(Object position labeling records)
● ● ●
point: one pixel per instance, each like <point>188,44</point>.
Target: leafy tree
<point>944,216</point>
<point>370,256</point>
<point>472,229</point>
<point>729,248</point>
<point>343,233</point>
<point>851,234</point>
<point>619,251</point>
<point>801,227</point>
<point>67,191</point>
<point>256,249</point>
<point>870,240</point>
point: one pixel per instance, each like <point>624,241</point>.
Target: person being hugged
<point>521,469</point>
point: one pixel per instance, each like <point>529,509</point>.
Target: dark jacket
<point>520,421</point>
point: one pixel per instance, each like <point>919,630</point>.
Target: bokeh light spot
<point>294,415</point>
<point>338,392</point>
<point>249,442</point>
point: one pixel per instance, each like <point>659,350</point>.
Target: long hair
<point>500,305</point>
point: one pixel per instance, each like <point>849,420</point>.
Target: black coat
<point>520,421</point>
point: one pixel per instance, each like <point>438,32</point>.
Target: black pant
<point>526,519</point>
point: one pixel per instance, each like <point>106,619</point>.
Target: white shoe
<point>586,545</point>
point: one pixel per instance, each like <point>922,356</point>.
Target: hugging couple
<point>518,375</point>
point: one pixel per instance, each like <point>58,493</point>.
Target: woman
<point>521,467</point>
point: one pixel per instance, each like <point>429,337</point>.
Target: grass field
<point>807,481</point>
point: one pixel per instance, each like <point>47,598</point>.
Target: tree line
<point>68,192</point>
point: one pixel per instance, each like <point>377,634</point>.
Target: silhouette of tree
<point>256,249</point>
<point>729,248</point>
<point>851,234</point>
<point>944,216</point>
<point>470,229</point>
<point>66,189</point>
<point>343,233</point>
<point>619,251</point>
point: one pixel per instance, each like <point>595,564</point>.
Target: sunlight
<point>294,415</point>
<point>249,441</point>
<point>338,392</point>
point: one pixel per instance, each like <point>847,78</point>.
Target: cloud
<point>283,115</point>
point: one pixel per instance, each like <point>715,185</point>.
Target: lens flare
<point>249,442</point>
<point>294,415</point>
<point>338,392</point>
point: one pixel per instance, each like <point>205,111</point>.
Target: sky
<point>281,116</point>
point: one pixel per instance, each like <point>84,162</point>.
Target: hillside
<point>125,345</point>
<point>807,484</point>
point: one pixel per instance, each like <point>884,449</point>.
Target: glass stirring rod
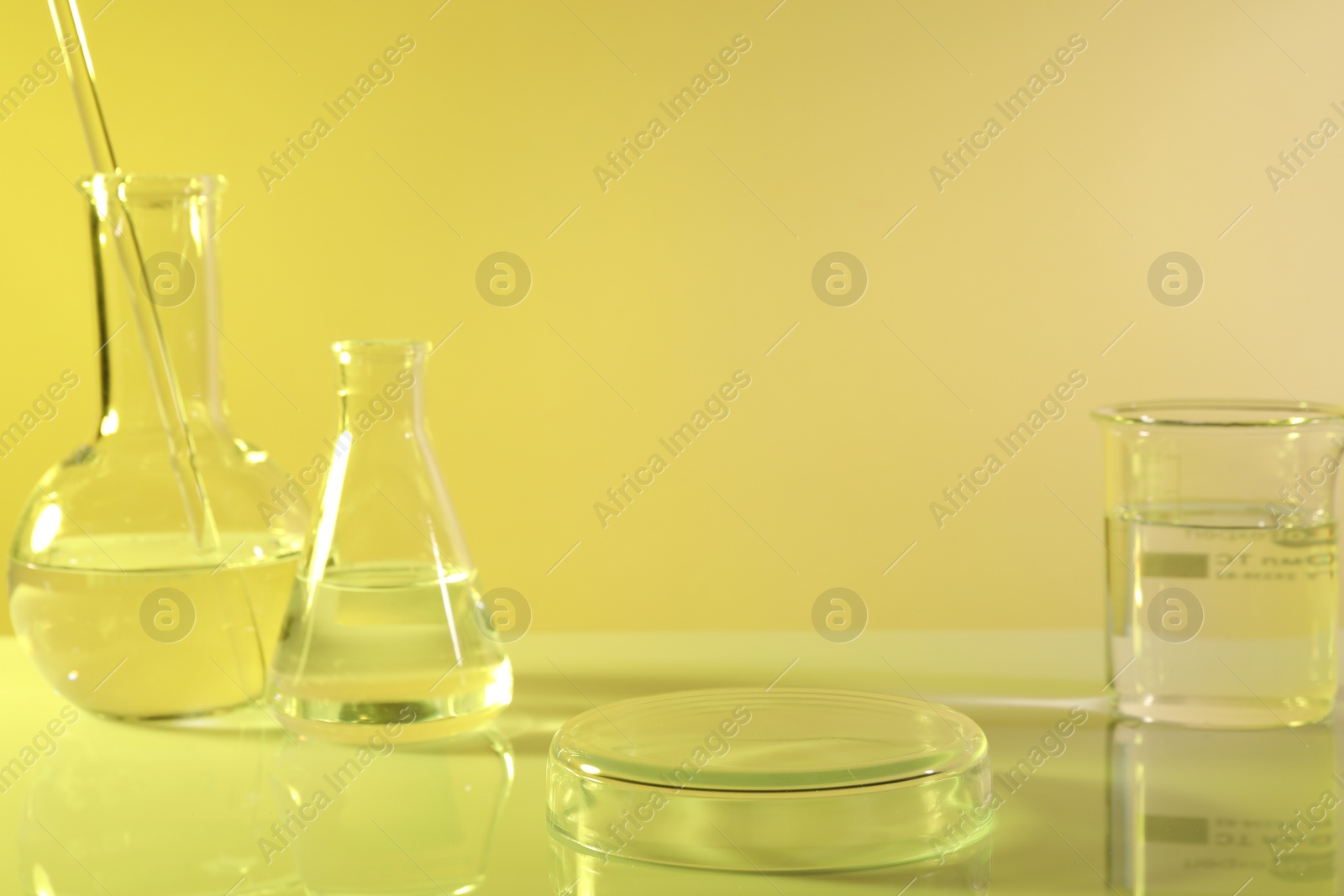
● ● ●
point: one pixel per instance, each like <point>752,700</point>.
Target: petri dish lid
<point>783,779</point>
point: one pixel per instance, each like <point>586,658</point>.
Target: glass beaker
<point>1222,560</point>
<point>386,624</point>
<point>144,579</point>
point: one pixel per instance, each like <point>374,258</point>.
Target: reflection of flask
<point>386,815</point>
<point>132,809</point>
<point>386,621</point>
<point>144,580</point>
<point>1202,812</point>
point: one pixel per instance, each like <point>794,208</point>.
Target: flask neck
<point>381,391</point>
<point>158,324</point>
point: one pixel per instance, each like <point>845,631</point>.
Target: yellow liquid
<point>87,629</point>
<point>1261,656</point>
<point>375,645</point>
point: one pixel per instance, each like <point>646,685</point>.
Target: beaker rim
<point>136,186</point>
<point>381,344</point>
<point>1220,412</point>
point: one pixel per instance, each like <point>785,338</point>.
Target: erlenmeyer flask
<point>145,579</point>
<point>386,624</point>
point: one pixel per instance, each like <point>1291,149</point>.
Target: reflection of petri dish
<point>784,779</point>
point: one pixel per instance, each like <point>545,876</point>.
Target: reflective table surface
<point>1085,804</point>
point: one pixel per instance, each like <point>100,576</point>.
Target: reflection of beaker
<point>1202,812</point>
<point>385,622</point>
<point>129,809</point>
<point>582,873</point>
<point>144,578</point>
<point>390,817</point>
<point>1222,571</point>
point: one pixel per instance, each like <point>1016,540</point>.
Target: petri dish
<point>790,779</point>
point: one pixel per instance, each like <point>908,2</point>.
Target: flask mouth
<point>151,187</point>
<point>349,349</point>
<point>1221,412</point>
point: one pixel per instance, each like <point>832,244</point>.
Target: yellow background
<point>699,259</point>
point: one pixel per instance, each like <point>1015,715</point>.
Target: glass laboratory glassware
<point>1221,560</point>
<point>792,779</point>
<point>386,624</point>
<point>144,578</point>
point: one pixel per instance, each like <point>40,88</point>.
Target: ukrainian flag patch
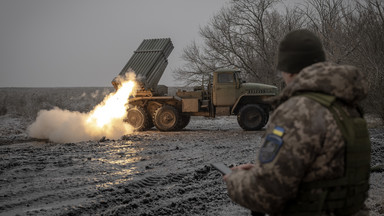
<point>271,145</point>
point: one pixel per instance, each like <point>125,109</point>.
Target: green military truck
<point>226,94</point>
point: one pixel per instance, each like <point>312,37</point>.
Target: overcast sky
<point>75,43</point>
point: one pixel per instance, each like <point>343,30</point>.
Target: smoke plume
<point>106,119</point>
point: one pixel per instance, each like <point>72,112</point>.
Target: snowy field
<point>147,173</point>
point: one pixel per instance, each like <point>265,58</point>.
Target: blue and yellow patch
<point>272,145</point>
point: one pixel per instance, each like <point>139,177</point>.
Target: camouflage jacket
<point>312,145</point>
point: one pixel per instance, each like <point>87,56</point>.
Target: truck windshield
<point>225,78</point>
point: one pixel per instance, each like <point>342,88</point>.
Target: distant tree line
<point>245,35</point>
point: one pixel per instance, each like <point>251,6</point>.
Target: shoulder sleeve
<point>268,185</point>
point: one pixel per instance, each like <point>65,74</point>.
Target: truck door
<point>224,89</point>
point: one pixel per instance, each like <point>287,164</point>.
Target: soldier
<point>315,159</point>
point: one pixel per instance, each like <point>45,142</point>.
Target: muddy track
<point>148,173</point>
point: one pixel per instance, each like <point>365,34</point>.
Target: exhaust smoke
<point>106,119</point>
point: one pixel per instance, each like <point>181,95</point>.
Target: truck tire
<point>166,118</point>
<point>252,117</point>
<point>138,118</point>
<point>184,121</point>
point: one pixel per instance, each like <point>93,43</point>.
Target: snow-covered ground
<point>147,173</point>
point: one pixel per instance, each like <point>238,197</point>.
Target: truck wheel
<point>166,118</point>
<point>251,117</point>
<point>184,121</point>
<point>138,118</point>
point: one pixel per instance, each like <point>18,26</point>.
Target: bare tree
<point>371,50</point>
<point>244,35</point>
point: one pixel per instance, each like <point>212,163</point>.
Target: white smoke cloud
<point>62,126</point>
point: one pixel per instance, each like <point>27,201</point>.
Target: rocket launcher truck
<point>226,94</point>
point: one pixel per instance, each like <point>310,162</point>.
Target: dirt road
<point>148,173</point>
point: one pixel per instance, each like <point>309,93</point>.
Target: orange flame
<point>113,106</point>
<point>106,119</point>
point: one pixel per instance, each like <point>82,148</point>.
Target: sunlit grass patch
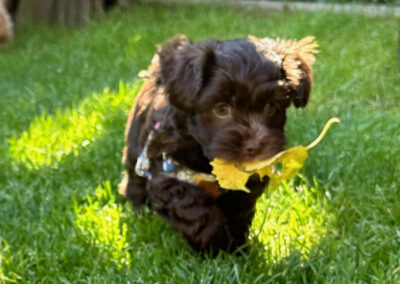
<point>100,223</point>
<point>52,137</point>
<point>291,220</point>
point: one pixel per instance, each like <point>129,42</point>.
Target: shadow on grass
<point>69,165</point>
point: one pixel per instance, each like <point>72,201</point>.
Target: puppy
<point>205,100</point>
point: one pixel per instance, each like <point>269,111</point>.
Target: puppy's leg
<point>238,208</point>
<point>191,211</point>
● ● ●
◆ Work to do
Copy, without changes, the lines of the records from the line containing "point: one pixel per instance, each like <point>785,338</point>." through the line containing "<point>1221,412</point>", including both of those lines.

◆ Expected answer
point: one pixel per instance, each like <point>785,338</point>.
Target: erlenmeyer flask
<point>145,579</point>
<point>386,624</point>
point: one pixel per instance, each like <point>1291,149</point>.
Target: reflection of petri dish
<point>784,779</point>
point: one pixel per instance, each like <point>545,876</point>.
Target: reflective table surface
<point>1085,804</point>
point: one pixel per instance, each like <point>100,576</point>.
Target: reflection of beaker
<point>1202,812</point>
<point>385,622</point>
<point>129,809</point>
<point>582,873</point>
<point>144,578</point>
<point>390,817</point>
<point>1222,571</point>
point: one pixel per instance, each like <point>1016,540</point>.
Target: petri dish
<point>790,779</point>
point: one pixel per instance, each like <point>908,2</point>.
Target: flask mouth
<point>151,187</point>
<point>349,349</point>
<point>1221,412</point>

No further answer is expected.